## Task prompt
Write out the items again from the first line through the line containing "408 184 L 406", changing "separate" to "distinct" and keeping everything else the same.

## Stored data

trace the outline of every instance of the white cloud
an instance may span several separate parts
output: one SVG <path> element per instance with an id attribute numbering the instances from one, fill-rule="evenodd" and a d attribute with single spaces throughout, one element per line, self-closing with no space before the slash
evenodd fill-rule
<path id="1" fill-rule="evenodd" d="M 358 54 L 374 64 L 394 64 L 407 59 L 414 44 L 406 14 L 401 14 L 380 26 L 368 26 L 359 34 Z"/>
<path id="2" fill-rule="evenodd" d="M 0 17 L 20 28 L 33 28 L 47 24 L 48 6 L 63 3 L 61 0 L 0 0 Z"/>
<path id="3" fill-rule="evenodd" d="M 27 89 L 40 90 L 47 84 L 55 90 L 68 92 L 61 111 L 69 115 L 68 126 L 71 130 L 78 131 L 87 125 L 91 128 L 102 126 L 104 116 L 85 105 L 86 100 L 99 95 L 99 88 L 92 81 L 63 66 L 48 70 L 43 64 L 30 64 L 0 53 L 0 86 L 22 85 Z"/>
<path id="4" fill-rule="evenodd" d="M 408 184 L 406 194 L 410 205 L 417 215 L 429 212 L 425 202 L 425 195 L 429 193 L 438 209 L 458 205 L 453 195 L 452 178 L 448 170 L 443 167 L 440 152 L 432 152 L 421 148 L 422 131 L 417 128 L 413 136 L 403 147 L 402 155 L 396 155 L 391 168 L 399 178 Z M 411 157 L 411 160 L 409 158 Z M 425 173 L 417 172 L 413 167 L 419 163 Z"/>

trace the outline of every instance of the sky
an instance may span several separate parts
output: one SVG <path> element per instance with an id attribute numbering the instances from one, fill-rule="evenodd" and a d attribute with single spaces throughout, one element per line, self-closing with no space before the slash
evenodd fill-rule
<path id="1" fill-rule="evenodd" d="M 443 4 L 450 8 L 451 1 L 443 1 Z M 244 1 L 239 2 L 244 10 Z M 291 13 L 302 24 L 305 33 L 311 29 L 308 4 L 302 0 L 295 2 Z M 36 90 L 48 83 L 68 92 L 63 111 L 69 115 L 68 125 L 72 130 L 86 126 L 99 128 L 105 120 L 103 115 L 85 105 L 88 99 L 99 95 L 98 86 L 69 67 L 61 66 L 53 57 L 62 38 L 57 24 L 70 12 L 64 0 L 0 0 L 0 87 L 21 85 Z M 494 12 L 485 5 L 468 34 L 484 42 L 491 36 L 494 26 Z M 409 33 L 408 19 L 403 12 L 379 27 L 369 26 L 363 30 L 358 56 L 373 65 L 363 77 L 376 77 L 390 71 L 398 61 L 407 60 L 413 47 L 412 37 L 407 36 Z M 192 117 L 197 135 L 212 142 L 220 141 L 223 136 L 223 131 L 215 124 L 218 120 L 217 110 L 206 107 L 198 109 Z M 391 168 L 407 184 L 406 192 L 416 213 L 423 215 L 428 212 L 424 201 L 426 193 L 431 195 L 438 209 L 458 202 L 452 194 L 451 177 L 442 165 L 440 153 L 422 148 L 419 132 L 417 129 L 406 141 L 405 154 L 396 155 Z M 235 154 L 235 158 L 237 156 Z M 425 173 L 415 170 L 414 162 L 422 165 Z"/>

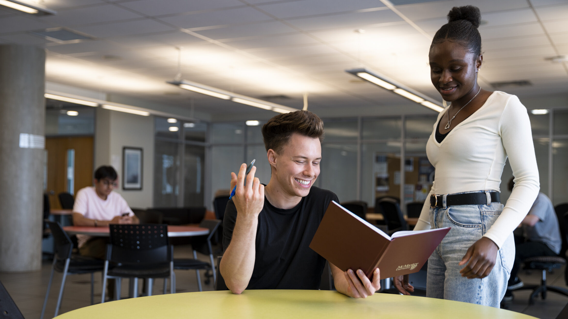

## The completed task
trace the outline of every instance of the white cloud
an instance may span several distinct parts
output: one SVG <path> element per instance with an id attribute numbering the instances from one, fill-rule="evenodd" and a d attribute with single spaces throughout, one element per line, self-closing with no space before the slash
evenodd fill-rule
<path id="1" fill-rule="evenodd" d="M 358 54 L 374 64 L 394 64 L 407 59 L 414 44 L 406 14 L 401 14 L 380 26 L 368 26 L 359 34 Z"/>
<path id="2" fill-rule="evenodd" d="M 0 17 L 20 28 L 33 28 L 47 24 L 48 6 L 63 3 L 61 0 L 0 0 Z"/>
<path id="3" fill-rule="evenodd" d="M 27 89 L 40 90 L 47 84 L 55 90 L 68 92 L 61 111 L 69 115 L 68 126 L 71 130 L 78 131 L 87 125 L 91 128 L 102 126 L 104 116 L 85 105 L 86 100 L 99 95 L 99 88 L 92 81 L 63 66 L 48 70 L 43 64 L 30 64 L 0 53 L 0 86 L 22 85 Z"/>
<path id="4" fill-rule="evenodd" d="M 408 184 L 406 194 L 410 205 L 417 215 L 429 212 L 425 202 L 425 195 L 429 193 L 438 209 L 458 205 L 453 195 L 452 178 L 448 170 L 443 167 L 440 152 L 432 152 L 421 148 L 422 131 L 417 128 L 413 136 L 403 147 L 402 155 L 396 155 L 391 168 L 399 178 Z M 411 157 L 411 160 L 409 158 Z M 425 173 L 417 172 L 413 167 L 419 163 Z"/>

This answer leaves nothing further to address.